- **SOURCE DOCUMENT**
□ □ □

They also took a pretty lazy approach to paper-writing, not commenting at all on the output or identifying how/if this distributed pre-training contributed to the quality of the responses in any significant way.
Prompt: Clark made a necessary point that the authors neglected to surface (I even ran a search and asked Gem and GPT to confirm that they hadn’t): that this is nowhere near frontier performance. Since I don’t know much about Llama, aside from which lab it belongs to and that it’s not great, I might not have realized how sloppy the claims were if I’d not seen Clark’s digest surfacing that key fact. Gem tells me the gap is years, which in a fast-moving field like AI, might as well be decades.
I had to read the paper because I was struck with how old-chat Gem thought (influenced by our previous discussions of distributed models in other domains, not frontier AI development) this was a good idea. The “permissionless” angle struck me as a dangerous gamble, in particular. The blockchain and Gauntlet are there so that the peers stay traceable and also for quality control purposes (to filter out poor or bad-faith contributions, the latter of which they define somewhat naively as lazy copying). My greatest concern would be actively malicious contributions (why I suspect any serious risk-averse developer would prefer whitelisted peers only). Even a 20-peer average isn’t that large a number, so I don’t see the benefit of lowering barriers for authentication for such a small pool. I’m generally for distributed systems and democratization, but I also don’t believe in a one-size-fits-all approach, either, and open source doesn’t seem like a great model for AI development.

□ □ □

- **DATA FOR REVIEW**

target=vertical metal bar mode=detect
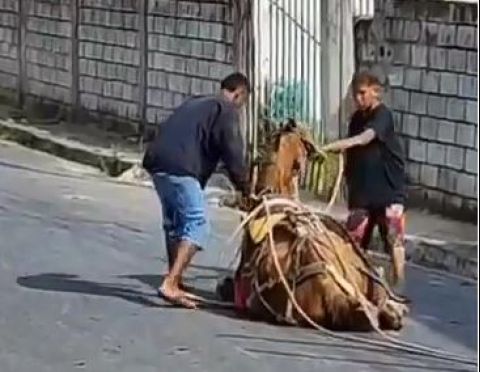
[17,0,29,108]
[251,0,262,159]
[137,0,148,145]
[284,0,295,120]
[69,0,80,122]
[265,1,276,126]
[298,0,304,122]
[312,1,320,136]
[276,0,288,120]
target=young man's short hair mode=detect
[352,71,382,91]
[220,72,250,92]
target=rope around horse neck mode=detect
[260,197,476,365]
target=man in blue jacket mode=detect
[143,73,250,308]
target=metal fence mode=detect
[247,0,324,195]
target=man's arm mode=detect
[321,128,375,152]
[216,111,249,195]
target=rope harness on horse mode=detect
[227,197,476,365]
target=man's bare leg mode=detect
[159,240,197,308]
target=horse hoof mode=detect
[215,277,235,302]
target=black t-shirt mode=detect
[345,104,406,209]
[143,96,248,193]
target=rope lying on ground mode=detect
[249,198,476,365]
[202,154,476,366]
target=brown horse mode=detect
[229,198,408,331]
[252,119,320,200]
[219,120,408,330]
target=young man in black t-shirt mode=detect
[323,72,406,284]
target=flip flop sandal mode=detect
[157,288,197,310]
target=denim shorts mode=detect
[152,173,209,249]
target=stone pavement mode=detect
[0,114,478,279]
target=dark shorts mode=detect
[152,173,209,249]
[347,204,405,249]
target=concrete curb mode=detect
[406,236,478,280]
[0,120,478,280]
[0,120,139,176]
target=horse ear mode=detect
[301,131,320,158]
[285,118,297,132]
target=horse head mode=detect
[252,119,320,199]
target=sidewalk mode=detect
[0,112,478,279]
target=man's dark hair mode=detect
[352,71,382,91]
[220,72,250,92]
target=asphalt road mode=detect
[0,142,477,372]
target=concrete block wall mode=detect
[0,0,19,89]
[146,0,233,123]
[356,0,478,219]
[25,0,72,103]
[0,0,233,124]
[78,0,141,120]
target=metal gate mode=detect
[246,0,324,195]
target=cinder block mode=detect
[440,72,458,95]
[392,43,410,65]
[438,24,456,46]
[465,150,478,175]
[438,120,455,143]
[427,95,447,119]
[403,21,420,42]
[391,18,405,41]
[427,143,447,165]
[210,23,225,42]
[438,168,458,192]
[405,68,422,90]
[446,146,465,170]
[447,97,465,120]
[403,114,418,137]
[420,116,438,140]
[422,70,440,93]
[202,41,216,58]
[214,43,226,61]
[408,139,427,163]
[420,164,438,187]
[197,61,211,77]
[465,100,478,124]
[410,92,428,114]
[428,47,448,70]
[457,26,477,49]
[392,89,409,111]
[457,124,475,148]
[412,44,428,67]
[458,75,478,99]
[168,74,186,93]
[467,51,478,74]
[457,173,477,198]
[191,40,203,57]
[447,49,467,72]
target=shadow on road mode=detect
[17,273,161,307]
[17,273,238,319]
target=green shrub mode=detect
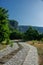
[10,43,13,47]
[6,39,10,45]
[41,38,43,42]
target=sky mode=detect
[0,0,43,27]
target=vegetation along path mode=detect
[0,42,38,65]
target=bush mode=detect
[10,30,23,40]
[6,39,10,45]
[41,38,43,42]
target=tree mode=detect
[0,7,9,42]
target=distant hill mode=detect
[18,26,43,33]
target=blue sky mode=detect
[0,0,43,26]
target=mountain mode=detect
[18,25,43,33]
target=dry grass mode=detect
[27,41,43,65]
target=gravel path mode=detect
[4,43,38,65]
[23,45,39,65]
[2,42,38,65]
[0,43,19,58]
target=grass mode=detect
[0,44,6,50]
[27,41,43,65]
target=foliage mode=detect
[10,30,23,40]
[0,7,9,42]
[24,26,39,40]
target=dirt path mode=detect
[0,43,23,65]
[0,42,38,65]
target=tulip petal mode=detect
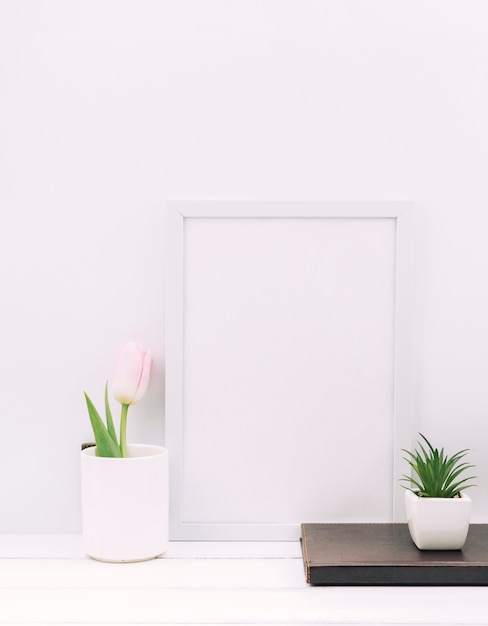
[112,342,144,404]
[132,350,152,404]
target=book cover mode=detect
[301,524,488,585]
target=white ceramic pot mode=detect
[405,490,471,550]
[81,444,168,562]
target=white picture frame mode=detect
[165,200,415,541]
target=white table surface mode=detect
[0,535,488,626]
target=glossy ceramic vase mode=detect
[405,490,471,550]
[81,444,169,562]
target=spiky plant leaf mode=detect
[400,433,475,498]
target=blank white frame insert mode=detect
[165,200,414,541]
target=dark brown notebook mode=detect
[301,524,488,586]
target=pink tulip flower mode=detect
[112,342,152,406]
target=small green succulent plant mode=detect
[401,433,476,498]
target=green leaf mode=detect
[400,433,475,498]
[85,393,121,457]
[105,380,119,446]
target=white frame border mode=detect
[165,200,414,541]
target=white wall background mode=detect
[0,0,488,532]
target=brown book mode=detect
[301,524,488,585]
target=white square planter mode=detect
[405,490,471,550]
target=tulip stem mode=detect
[120,404,129,457]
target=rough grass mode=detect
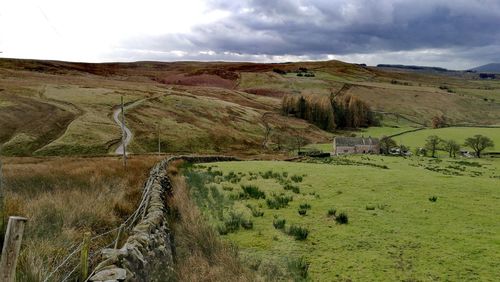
[3,157,156,281]
[191,156,500,281]
[0,59,500,155]
[169,162,254,281]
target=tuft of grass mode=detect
[247,204,264,217]
[273,218,286,229]
[290,175,303,183]
[283,183,300,194]
[366,205,375,211]
[287,225,309,241]
[299,203,311,210]
[327,208,337,216]
[335,212,349,224]
[266,195,293,210]
[288,257,309,281]
[241,185,266,199]
[241,219,253,230]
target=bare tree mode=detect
[425,135,442,158]
[465,134,495,158]
[443,140,460,158]
[380,136,398,155]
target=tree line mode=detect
[281,95,377,131]
[380,134,495,158]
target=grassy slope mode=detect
[0,156,158,281]
[189,156,500,281]
[0,59,500,155]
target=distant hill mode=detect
[377,64,448,72]
[472,63,500,73]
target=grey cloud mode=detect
[118,0,500,67]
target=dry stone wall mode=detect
[88,156,238,282]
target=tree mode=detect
[443,140,460,158]
[425,135,442,158]
[431,115,446,128]
[380,136,398,155]
[464,134,495,158]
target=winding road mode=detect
[113,108,132,155]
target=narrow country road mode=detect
[113,108,132,155]
[113,88,172,155]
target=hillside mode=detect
[472,63,500,73]
[0,59,500,155]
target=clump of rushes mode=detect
[287,225,309,241]
[291,175,303,183]
[327,208,337,216]
[273,218,286,229]
[335,212,349,224]
[299,203,311,210]
[266,195,293,209]
[241,219,253,229]
[283,183,300,194]
[247,204,264,217]
[241,185,266,199]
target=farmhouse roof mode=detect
[334,137,380,146]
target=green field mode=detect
[394,127,500,151]
[185,156,500,281]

□ □ □

- **ACTIVITIES**
a - Decide whether each statement agrees with the post on distributed pre-training, giving yes or no and quoting the deciding words: (i) The writer says the authors commented at length on the output. (ii) The writer regards the "permissionless" angle as a dangerous gamble. (iii) The writer considers open source a great model for AI development.
b - According to the post on distributed pre-training, what purposes do the blockchain and Gauntlet serve?
c - Transcribe the post on distributed pre-training, starting with "Prompt: Clark made" and going on through "well be decades.".
Base your responses on the post alone, not on the records.

- **RESULTS FOR EACH TASK**
a -
(i) No: "not commenting at all on the output"
(ii) Yes: "The “permissionless” angle struck me as a dangerous gamble"
(iii) No: "open source doesn’t seem like a great model for AI development"

b - They keep the peers traceable and serve quality control by filtering out poor or bad-faith contributions.

c -
Prompt: Clark made a necessary point that the authors neglected to surface (I even ran a search and asked Gem and GPT to confirm that they hadn’t): that this is nowhere near frontier performance. Since I don’t know much about Llama, aside from which lab it belongs to and that it’s not great, I might not have realized how sloppy the claims were if I’d not seen Clark’s digest surfacing that key fact. Gem tells me the gap is years, which in a fast-moving field like AI, might as well be decades.